What you are asked to do
What you return should be each line of the data containing the string "sneaker".

Exercise inputs

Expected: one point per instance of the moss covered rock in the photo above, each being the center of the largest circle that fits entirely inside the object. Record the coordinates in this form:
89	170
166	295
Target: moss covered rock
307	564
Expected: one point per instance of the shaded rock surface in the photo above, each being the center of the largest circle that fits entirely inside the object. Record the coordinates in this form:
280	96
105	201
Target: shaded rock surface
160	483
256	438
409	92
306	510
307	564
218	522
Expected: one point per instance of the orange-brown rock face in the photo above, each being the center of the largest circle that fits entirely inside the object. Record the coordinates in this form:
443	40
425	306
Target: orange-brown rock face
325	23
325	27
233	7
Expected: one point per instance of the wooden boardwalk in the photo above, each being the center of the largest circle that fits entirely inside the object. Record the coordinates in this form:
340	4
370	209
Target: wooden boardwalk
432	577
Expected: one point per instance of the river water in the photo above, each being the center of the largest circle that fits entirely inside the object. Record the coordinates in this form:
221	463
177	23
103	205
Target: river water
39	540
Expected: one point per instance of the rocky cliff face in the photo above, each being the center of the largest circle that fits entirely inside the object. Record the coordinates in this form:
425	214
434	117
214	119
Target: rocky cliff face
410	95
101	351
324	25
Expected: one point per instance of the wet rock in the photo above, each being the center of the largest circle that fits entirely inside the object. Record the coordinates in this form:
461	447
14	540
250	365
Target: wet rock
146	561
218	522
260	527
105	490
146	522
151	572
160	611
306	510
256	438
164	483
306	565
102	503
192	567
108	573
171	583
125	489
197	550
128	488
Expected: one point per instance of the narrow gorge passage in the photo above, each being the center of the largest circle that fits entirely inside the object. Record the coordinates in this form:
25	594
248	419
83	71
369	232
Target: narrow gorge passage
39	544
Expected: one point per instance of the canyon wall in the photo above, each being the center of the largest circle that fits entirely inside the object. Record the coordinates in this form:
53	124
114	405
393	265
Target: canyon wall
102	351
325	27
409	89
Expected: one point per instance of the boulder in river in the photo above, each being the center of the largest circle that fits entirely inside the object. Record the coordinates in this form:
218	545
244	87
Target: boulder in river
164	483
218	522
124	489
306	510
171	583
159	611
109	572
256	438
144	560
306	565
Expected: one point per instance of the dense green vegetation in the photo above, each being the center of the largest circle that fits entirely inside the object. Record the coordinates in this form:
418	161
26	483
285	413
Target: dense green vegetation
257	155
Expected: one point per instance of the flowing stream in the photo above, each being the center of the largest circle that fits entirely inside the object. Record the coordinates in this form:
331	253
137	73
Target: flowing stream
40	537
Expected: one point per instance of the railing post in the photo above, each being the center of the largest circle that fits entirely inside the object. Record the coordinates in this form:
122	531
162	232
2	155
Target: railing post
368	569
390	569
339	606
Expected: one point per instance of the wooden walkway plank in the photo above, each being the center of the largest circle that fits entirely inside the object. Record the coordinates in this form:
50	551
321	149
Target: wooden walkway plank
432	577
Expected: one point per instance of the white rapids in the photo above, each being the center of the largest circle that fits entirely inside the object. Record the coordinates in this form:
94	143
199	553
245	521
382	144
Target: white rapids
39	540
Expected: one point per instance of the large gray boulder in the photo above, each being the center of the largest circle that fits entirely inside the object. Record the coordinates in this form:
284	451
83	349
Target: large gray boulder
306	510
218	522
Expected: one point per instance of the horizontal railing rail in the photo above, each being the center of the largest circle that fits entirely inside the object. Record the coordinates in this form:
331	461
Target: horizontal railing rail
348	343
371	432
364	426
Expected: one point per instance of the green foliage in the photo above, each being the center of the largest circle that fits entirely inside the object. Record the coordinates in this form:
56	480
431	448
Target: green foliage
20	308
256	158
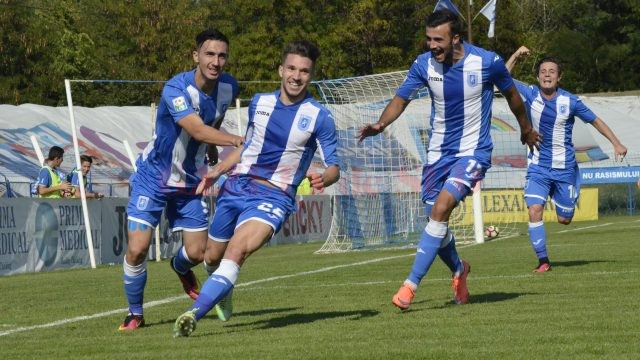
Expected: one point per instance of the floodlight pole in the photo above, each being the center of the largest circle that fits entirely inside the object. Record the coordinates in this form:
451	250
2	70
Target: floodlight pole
83	196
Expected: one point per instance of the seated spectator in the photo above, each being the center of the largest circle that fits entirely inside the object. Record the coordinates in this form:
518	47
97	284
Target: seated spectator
85	166
51	181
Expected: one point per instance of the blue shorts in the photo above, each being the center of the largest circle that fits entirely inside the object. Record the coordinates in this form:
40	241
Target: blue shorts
465	171
243	198
562	185
184	210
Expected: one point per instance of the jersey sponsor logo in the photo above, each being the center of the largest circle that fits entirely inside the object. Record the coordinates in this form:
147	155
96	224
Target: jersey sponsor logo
303	122
179	104
563	109
142	203
472	79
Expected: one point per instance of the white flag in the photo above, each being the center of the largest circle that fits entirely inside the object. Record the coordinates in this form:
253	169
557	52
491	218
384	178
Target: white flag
447	4
489	11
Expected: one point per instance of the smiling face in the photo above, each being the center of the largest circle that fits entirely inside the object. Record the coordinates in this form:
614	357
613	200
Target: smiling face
86	166
441	43
210	58
296	73
548	77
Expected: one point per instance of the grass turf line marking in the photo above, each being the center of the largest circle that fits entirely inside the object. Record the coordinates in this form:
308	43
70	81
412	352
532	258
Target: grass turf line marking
584	228
87	317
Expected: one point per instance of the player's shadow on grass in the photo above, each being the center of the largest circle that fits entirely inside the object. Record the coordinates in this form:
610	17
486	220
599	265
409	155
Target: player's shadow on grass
575	263
494	297
212	315
473	299
300	318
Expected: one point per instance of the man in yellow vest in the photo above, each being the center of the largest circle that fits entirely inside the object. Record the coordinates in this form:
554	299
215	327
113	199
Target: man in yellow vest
51	182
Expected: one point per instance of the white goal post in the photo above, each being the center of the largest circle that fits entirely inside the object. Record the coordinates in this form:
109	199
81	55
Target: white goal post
377	202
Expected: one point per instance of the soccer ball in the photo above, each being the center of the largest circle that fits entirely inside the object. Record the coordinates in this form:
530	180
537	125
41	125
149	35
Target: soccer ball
491	232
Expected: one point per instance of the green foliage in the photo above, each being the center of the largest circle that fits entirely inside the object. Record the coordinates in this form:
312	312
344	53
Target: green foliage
292	304
44	42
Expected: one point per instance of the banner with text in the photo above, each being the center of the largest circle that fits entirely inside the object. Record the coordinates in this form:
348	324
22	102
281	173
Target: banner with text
510	206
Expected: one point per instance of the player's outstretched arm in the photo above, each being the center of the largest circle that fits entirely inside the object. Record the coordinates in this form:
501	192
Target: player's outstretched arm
391	112
194	125
619	150
223	167
321	180
528	135
521	52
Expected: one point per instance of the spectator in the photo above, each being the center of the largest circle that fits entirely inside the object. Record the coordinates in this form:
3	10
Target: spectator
85	165
51	183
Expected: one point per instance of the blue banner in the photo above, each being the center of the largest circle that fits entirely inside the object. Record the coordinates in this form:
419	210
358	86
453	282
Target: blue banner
610	175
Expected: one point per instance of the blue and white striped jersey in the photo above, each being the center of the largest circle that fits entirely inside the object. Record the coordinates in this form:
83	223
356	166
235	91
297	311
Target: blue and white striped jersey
461	99
172	155
554	120
282	139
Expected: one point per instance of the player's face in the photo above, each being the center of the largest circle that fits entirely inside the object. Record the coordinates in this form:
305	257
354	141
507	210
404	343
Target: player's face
211	59
441	43
296	73
57	162
548	76
86	166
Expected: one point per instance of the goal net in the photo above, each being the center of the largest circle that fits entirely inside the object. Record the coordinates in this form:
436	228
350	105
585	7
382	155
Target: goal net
377	202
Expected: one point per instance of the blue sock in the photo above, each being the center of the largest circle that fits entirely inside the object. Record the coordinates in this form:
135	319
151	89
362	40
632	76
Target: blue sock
134	289
538	238
181	261
213	290
449	255
428	247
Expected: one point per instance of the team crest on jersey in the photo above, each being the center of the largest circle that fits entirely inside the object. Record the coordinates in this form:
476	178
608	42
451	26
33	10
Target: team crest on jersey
563	109
143	201
179	104
303	123
472	79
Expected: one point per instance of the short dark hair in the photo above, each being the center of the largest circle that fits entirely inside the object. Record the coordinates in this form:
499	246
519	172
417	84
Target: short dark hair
444	16
55	152
86	158
552	59
210	34
303	48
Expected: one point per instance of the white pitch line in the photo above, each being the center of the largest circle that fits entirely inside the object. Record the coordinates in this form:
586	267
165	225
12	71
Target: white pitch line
87	317
586	227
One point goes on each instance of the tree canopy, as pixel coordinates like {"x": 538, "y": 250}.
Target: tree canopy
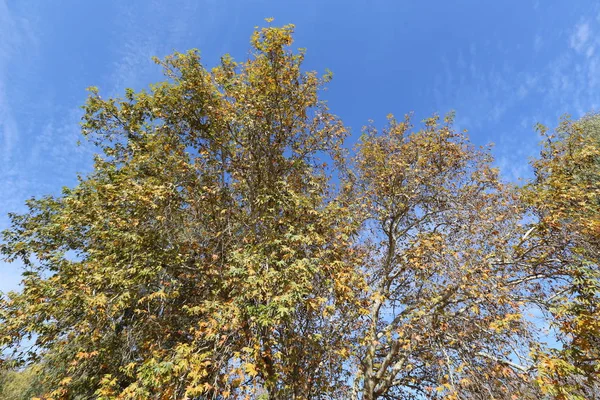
{"x": 229, "y": 244}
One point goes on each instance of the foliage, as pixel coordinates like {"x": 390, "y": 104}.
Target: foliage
{"x": 226, "y": 245}
{"x": 21, "y": 384}
{"x": 566, "y": 198}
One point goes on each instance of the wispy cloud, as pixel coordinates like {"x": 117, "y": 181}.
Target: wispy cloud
{"x": 504, "y": 101}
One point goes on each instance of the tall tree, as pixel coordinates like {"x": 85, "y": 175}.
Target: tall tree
{"x": 445, "y": 319}
{"x": 204, "y": 256}
{"x": 565, "y": 201}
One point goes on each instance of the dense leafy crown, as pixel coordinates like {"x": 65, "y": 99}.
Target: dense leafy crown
{"x": 227, "y": 246}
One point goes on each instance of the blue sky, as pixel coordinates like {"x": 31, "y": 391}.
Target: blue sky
{"x": 501, "y": 65}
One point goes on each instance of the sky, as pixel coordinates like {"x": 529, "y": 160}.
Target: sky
{"x": 502, "y": 66}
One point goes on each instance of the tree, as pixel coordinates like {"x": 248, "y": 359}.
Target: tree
{"x": 21, "y": 384}
{"x": 445, "y": 318}
{"x": 205, "y": 256}
{"x": 565, "y": 199}
{"x": 226, "y": 245}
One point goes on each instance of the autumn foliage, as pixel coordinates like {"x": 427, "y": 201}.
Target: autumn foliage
{"x": 229, "y": 244}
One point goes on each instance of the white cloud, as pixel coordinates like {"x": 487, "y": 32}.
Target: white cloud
{"x": 580, "y": 36}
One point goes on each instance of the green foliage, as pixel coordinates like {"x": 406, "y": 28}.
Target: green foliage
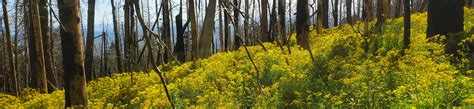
{"x": 351, "y": 69}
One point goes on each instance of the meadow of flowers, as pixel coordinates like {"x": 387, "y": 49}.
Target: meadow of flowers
{"x": 351, "y": 69}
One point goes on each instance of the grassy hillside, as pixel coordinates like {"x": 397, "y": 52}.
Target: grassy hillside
{"x": 349, "y": 70}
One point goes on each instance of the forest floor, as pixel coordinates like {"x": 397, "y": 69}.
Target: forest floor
{"x": 349, "y": 69}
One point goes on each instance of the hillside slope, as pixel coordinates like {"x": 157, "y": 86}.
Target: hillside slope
{"x": 349, "y": 70}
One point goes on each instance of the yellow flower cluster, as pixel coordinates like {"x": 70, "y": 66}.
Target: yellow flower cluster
{"x": 350, "y": 69}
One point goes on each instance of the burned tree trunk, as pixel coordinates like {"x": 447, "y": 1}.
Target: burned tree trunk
{"x": 73, "y": 62}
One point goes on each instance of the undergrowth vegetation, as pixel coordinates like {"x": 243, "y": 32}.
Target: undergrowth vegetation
{"x": 350, "y": 69}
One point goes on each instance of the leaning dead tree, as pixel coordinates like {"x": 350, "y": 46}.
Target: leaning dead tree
{"x": 150, "y": 48}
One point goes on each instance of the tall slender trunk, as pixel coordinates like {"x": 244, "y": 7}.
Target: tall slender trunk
{"x": 89, "y": 62}
{"x": 179, "y": 50}
{"x": 13, "y": 72}
{"x": 263, "y": 21}
{"x": 127, "y": 39}
{"x": 166, "y": 29}
{"x": 48, "y": 56}
{"x": 221, "y": 28}
{"x": 227, "y": 40}
{"x": 194, "y": 31}
{"x": 325, "y": 13}
{"x": 16, "y": 42}
{"x": 302, "y": 20}
{"x": 236, "y": 22}
{"x": 398, "y": 6}
{"x": 281, "y": 13}
{"x": 380, "y": 15}
{"x": 208, "y": 30}
{"x": 117, "y": 37}
{"x": 38, "y": 42}
{"x": 349, "y": 11}
{"x": 73, "y": 62}
{"x": 406, "y": 25}
{"x": 335, "y": 12}
{"x": 319, "y": 26}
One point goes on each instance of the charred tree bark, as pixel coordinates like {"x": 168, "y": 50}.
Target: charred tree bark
{"x": 48, "y": 56}
{"x": 264, "y": 22}
{"x": 38, "y": 42}
{"x": 208, "y": 30}
{"x": 349, "y": 11}
{"x": 302, "y": 20}
{"x": 227, "y": 40}
{"x": 325, "y": 13}
{"x": 166, "y": 29}
{"x": 73, "y": 62}
{"x": 13, "y": 73}
{"x": 179, "y": 50}
{"x": 335, "y": 12}
{"x": 89, "y": 62}
{"x": 319, "y": 26}
{"x": 194, "y": 31}
{"x": 282, "y": 25}
{"x": 237, "y": 42}
{"x": 117, "y": 37}
{"x": 380, "y": 15}
{"x": 406, "y": 25}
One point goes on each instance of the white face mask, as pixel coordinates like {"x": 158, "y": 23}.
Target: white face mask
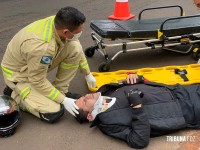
{"x": 76, "y": 36}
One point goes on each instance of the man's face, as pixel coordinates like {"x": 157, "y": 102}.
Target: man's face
{"x": 87, "y": 102}
{"x": 197, "y": 3}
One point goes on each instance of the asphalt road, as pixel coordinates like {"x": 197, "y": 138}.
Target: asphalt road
{"x": 67, "y": 134}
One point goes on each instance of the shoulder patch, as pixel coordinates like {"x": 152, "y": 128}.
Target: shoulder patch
{"x": 46, "y": 60}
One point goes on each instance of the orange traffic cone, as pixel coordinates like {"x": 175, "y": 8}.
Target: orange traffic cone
{"x": 121, "y": 11}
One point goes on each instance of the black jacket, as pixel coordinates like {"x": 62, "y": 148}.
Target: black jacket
{"x": 161, "y": 113}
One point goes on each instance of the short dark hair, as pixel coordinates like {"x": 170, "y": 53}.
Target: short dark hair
{"x": 70, "y": 18}
{"x": 82, "y": 116}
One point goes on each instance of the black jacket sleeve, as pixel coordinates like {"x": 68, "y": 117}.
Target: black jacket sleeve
{"x": 139, "y": 135}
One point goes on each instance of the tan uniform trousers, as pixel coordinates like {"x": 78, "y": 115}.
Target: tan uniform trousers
{"x": 35, "y": 102}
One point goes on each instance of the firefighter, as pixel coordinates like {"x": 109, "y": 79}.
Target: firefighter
{"x": 37, "y": 49}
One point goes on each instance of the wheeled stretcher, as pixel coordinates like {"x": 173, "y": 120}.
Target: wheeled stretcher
{"x": 169, "y": 75}
{"x": 165, "y": 33}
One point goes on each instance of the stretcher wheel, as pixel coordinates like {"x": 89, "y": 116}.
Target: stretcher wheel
{"x": 89, "y": 52}
{"x": 103, "y": 67}
{"x": 196, "y": 55}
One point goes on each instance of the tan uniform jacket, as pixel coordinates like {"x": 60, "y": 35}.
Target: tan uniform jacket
{"x": 35, "y": 49}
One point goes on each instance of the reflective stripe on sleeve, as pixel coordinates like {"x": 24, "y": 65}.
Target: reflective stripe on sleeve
{"x": 25, "y": 92}
{"x": 83, "y": 64}
{"x": 54, "y": 94}
{"x": 48, "y": 30}
{"x": 8, "y": 73}
{"x": 68, "y": 66}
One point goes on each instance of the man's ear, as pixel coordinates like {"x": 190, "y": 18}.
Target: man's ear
{"x": 89, "y": 116}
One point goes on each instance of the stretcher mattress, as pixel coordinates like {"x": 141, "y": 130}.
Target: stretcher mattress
{"x": 164, "y": 75}
{"x": 146, "y": 28}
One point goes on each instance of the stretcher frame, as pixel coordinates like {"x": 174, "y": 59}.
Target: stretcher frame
{"x": 162, "y": 41}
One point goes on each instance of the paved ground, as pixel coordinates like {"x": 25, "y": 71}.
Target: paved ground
{"x": 67, "y": 134}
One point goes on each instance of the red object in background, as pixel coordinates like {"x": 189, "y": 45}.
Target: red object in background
{"x": 121, "y": 11}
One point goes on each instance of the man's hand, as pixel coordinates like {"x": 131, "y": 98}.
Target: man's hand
{"x": 70, "y": 106}
{"x": 134, "y": 78}
{"x": 91, "y": 81}
{"x": 134, "y": 98}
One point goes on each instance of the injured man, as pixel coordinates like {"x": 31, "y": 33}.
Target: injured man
{"x": 135, "y": 112}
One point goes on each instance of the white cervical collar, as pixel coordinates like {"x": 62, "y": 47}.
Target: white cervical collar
{"x": 101, "y": 105}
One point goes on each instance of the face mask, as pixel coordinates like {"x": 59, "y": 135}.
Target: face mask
{"x": 76, "y": 36}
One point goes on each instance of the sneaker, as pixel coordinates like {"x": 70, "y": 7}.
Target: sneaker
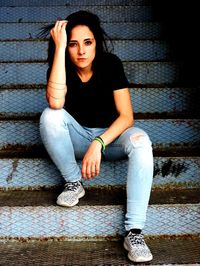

Exercise solution
One point goes on each instance of the sneaker, as pixel coordinates like {"x": 70, "y": 7}.
Target: sneaker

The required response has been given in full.